* [Task to carry out]: When you reach the line containing "Description: gate post", begin copying exactly, and keep going through the last line of the records below, copying nothing before it.

***** Data for analysis

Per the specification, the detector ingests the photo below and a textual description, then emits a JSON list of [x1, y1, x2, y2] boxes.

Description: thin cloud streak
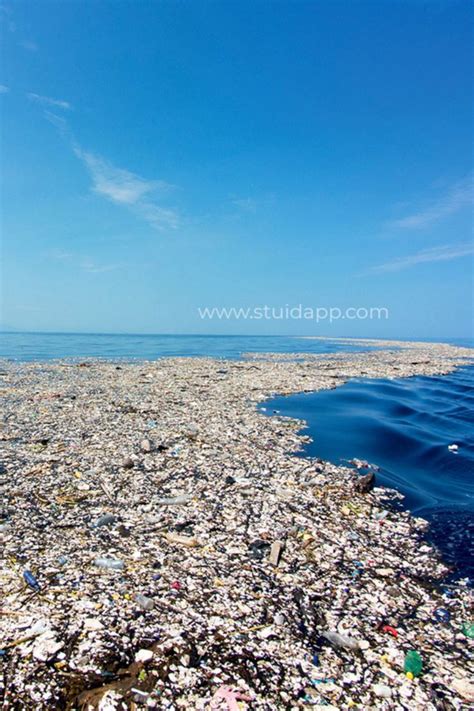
[[19, 39, 38, 51], [27, 92, 72, 110], [38, 105, 179, 231], [49, 249, 121, 274], [366, 242, 474, 274], [73, 148, 157, 204], [0, 85, 9, 94], [390, 176, 473, 230], [232, 197, 258, 213], [73, 145, 179, 230], [80, 259, 121, 274]]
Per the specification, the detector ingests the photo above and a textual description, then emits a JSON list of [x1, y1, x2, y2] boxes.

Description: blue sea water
[[0, 331, 378, 361], [265, 366, 474, 582], [1, 331, 473, 579]]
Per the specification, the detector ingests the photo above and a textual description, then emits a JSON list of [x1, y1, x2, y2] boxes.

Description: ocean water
[[2, 331, 473, 579], [0, 332, 379, 361], [265, 366, 474, 582]]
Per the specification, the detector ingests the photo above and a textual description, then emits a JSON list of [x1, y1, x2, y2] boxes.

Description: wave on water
[[264, 366, 474, 582]]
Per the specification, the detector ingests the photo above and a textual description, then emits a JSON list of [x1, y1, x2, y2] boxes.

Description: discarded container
[[269, 540, 284, 566], [433, 608, 450, 623], [1, 340, 473, 709], [23, 570, 40, 591], [321, 631, 360, 651], [92, 513, 116, 528], [135, 594, 155, 611], [93, 557, 124, 570], [157, 494, 192, 505], [404, 650, 423, 678], [461, 621, 474, 639]]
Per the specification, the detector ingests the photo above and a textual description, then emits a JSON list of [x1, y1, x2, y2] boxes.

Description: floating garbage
[[93, 557, 124, 571], [23, 570, 40, 592], [404, 650, 423, 678], [321, 630, 360, 651], [461, 621, 474, 638], [92, 513, 116, 528], [433, 608, 451, 623], [0, 341, 473, 708]]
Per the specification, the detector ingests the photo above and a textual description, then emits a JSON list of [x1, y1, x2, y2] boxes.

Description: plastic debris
[[381, 624, 398, 637], [373, 683, 392, 698], [210, 685, 252, 710], [355, 471, 375, 493], [461, 621, 474, 638], [404, 650, 423, 678], [23, 570, 40, 592], [157, 493, 192, 505], [135, 648, 153, 663], [134, 593, 155, 611], [269, 540, 284, 566], [0, 341, 473, 709], [165, 532, 200, 547], [433, 608, 450, 623], [92, 513, 116, 528], [321, 631, 360, 651], [93, 557, 124, 571]]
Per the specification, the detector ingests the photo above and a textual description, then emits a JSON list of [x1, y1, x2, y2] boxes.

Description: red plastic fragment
[[382, 625, 398, 637]]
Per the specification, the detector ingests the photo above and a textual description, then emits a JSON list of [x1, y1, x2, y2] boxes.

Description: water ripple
[[265, 366, 474, 581]]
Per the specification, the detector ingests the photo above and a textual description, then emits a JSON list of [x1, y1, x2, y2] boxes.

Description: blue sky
[[1, 0, 472, 338]]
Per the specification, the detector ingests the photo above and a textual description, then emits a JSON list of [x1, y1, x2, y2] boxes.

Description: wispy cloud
[[49, 249, 121, 274], [231, 197, 258, 213], [36, 104, 180, 231], [19, 39, 38, 52], [366, 242, 474, 274], [73, 145, 179, 230], [79, 259, 121, 274], [0, 84, 9, 94], [73, 148, 157, 204], [49, 248, 75, 261], [43, 110, 70, 135], [27, 92, 72, 110], [0, 5, 16, 33], [390, 175, 473, 230]]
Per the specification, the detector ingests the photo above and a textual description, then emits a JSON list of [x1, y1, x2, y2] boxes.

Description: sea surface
[[0, 331, 378, 361], [2, 331, 473, 580], [265, 365, 474, 582]]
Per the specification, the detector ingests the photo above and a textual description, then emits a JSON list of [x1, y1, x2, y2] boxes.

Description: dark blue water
[[0, 332, 381, 361], [265, 366, 474, 582]]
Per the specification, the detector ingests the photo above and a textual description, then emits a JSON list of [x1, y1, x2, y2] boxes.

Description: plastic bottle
[[404, 650, 423, 678], [23, 570, 40, 591], [433, 608, 450, 623], [321, 630, 360, 651], [135, 594, 155, 611], [461, 622, 474, 639], [93, 557, 124, 570], [92, 514, 116, 528]]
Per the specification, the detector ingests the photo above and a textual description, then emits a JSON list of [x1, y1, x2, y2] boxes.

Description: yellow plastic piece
[[406, 672, 414, 680]]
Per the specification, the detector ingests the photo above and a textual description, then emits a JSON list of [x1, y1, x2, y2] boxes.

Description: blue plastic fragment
[[434, 608, 451, 623], [23, 570, 40, 591]]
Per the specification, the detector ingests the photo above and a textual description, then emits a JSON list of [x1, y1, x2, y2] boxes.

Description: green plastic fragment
[[403, 650, 423, 677], [461, 622, 474, 639]]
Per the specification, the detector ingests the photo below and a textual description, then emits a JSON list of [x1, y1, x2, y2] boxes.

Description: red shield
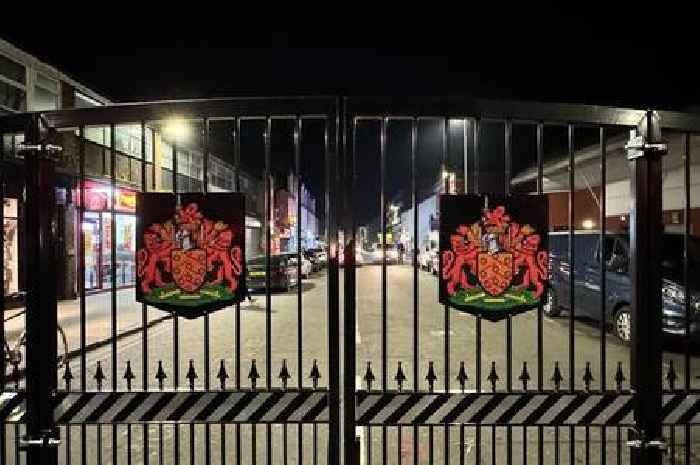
[[477, 252, 514, 296], [171, 249, 207, 293]]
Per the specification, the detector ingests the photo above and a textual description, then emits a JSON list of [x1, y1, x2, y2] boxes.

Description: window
[[0, 54, 25, 84], [0, 80, 25, 111], [32, 73, 59, 111]]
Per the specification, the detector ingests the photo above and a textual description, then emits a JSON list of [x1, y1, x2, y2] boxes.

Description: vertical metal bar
[[683, 132, 691, 390], [504, 119, 513, 465], [397, 427, 402, 465], [380, 117, 388, 465], [567, 124, 576, 465], [294, 115, 302, 465], [474, 117, 482, 464], [24, 114, 58, 465], [76, 126, 87, 465], [380, 117, 387, 391], [139, 122, 149, 465], [567, 123, 575, 392], [234, 117, 242, 465], [536, 122, 544, 465], [221, 424, 226, 465], [327, 104, 341, 465], [585, 427, 590, 465], [172, 141, 180, 461], [684, 131, 691, 465], [109, 124, 118, 465], [599, 127, 607, 390], [66, 426, 71, 465], [264, 116, 272, 465], [629, 111, 664, 465], [441, 117, 450, 465], [343, 108, 357, 465], [202, 118, 211, 465], [295, 116, 302, 390], [411, 117, 419, 465]]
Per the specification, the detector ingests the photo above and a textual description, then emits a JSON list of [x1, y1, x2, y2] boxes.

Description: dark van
[[546, 231, 700, 343]]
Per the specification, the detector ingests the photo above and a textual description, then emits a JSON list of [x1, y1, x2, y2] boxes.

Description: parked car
[[284, 253, 313, 278], [303, 250, 323, 272], [370, 243, 401, 265], [246, 255, 299, 292], [307, 248, 327, 268], [546, 231, 700, 343]]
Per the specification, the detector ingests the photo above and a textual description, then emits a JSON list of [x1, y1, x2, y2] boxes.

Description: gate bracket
[[626, 428, 667, 452], [19, 429, 60, 450]]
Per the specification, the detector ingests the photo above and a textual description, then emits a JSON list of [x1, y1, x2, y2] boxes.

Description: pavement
[[3, 265, 699, 464]]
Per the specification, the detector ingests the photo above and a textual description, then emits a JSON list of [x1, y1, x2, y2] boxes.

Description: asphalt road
[[4, 265, 700, 464]]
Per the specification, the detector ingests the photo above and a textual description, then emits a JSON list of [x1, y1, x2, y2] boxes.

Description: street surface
[[3, 265, 699, 464]]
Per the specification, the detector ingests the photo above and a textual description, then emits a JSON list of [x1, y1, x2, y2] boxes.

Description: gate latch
[[19, 429, 60, 450], [626, 428, 667, 452]]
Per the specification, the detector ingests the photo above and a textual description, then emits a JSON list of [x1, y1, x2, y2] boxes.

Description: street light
[[164, 118, 189, 142]]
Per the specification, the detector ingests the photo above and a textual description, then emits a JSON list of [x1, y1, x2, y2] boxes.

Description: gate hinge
[[625, 111, 668, 160], [626, 428, 667, 452], [19, 429, 60, 450]]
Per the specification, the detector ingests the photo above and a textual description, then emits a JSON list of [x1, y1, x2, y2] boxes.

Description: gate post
[[22, 115, 59, 464], [626, 110, 667, 465]]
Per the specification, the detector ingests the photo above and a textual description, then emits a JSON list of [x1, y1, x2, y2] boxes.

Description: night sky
[[2, 10, 697, 229], [2, 10, 696, 109]]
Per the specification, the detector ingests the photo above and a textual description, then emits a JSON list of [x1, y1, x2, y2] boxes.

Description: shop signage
[[439, 194, 549, 321], [136, 193, 246, 317]]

**********

* [Your solution]:
Description: gate post
[[22, 115, 59, 464], [626, 110, 667, 465]]
Per the specification, the detector ingests the photo above and a textual description, then emits a JSON list of [x1, y1, x2, y2] boxes.

Description: night sky
[[2, 10, 697, 229], [2, 10, 696, 109]]
Per the specification, the detector ingests the photo above and a textual description, then emits a JSON list of [x1, y1, x2, y2] boxes.

Description: shop signage
[[439, 194, 549, 321], [136, 193, 246, 317]]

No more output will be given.